Dataset records

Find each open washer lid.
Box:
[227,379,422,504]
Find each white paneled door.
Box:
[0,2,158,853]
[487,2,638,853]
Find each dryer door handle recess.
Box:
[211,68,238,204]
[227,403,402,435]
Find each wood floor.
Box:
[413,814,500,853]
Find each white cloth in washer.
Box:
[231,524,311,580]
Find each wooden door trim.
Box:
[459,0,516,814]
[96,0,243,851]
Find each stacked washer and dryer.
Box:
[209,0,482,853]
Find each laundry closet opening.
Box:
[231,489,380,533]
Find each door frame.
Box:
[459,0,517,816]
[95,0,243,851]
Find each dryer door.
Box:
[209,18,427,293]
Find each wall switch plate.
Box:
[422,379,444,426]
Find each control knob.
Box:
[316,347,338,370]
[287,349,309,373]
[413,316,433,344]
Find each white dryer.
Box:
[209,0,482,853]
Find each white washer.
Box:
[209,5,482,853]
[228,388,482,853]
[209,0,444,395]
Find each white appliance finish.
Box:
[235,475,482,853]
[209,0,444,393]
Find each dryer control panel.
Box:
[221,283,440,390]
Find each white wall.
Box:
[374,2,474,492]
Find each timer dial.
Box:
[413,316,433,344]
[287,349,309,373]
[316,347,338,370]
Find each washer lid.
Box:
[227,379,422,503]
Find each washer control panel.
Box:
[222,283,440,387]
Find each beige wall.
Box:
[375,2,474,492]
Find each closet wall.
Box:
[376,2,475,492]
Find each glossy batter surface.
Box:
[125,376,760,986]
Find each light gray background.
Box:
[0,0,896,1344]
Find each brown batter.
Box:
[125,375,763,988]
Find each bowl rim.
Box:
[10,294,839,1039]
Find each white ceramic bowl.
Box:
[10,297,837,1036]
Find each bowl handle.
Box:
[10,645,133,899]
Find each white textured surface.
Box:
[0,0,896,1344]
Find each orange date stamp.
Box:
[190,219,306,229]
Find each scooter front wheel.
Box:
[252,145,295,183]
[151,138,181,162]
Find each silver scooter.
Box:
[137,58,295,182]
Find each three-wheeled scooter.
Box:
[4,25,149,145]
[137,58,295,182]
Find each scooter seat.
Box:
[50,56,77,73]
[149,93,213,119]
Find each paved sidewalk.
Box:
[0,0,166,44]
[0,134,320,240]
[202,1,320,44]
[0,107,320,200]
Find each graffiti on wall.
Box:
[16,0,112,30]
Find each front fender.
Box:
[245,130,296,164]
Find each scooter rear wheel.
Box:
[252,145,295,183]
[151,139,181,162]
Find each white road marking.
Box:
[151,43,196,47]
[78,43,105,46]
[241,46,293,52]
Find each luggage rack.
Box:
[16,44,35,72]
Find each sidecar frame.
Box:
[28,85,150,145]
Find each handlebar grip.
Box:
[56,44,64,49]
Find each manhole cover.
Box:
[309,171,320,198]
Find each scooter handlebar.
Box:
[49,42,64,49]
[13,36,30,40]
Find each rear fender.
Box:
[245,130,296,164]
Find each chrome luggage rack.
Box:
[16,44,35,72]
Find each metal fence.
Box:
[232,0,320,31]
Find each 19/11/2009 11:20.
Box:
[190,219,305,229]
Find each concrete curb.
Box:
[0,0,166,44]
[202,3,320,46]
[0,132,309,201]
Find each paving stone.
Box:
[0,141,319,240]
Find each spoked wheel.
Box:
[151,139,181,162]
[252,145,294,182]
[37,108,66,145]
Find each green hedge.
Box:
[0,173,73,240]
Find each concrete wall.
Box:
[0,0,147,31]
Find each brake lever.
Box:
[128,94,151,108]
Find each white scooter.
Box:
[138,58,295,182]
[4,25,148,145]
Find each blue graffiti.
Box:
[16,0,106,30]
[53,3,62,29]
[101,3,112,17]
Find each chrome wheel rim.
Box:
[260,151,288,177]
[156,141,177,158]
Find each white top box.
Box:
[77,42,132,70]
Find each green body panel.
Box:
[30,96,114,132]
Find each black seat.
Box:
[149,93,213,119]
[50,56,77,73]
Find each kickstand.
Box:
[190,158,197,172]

* **Task description**
Return, unchanged, the part of the data that begins with the line containing "Find each scooter front wheel." and ends with the line containing "[4,25,148,145]", including both of those lines.

* **Correct output**
Find each scooter front wheel.
Box:
[252,145,295,183]
[151,138,181,162]
Find each silver scooter.
Box:
[137,58,295,182]
Find each three-wheeled scooter.
Box:
[4,25,149,145]
[137,58,295,182]
Find each scooter seat.
Box:
[50,56,77,73]
[149,93,213,119]
Find each paved sidewalk.
Box:
[0,0,166,44]
[0,134,320,240]
[202,1,320,44]
[0,107,320,200]
Find each graffiti on wall.
Box:
[16,0,112,30]
Find each front fender.
Box:
[245,130,296,164]
Find each scooter rear wheel.
Box:
[252,145,295,183]
[151,139,181,162]
Find each white road marking.
Box:
[151,43,196,47]
[78,43,105,46]
[241,46,293,52]
Find each luggage rack.
Box:
[16,44,35,72]
Find each sidecar frame.
Box:
[28,85,150,145]
Find each handlebar grip.
Box:
[56,44,64,49]
Find each manhole cover.
Box:
[309,171,320,198]
Find each scooter handlebar.
Box:
[49,42,64,49]
[13,36,30,40]
Find each rear fender.
Box:
[245,130,296,164]
Find each chrome luggage rack.
Box:
[16,44,35,72]
Find each metal fence.
Box:
[232,0,320,31]
Find each 19/11/2009 11:20.
Box:
[190,219,305,229]
Find each concrete curb.
Box:
[0,0,166,44]
[202,3,320,46]
[0,132,309,201]
Find each paving stone.
Box:
[0,141,319,240]
Find each spoked wheel.
Box:
[151,139,181,162]
[252,145,294,182]
[37,108,66,145]
Find each green hedge.
Box:
[0,173,73,240]
Find each concrete wall.
Box:
[0,0,147,31]
Find each brake lever.
Box:
[128,94,151,108]
Find each white scooter.
Box:
[138,58,295,182]
[4,25,148,145]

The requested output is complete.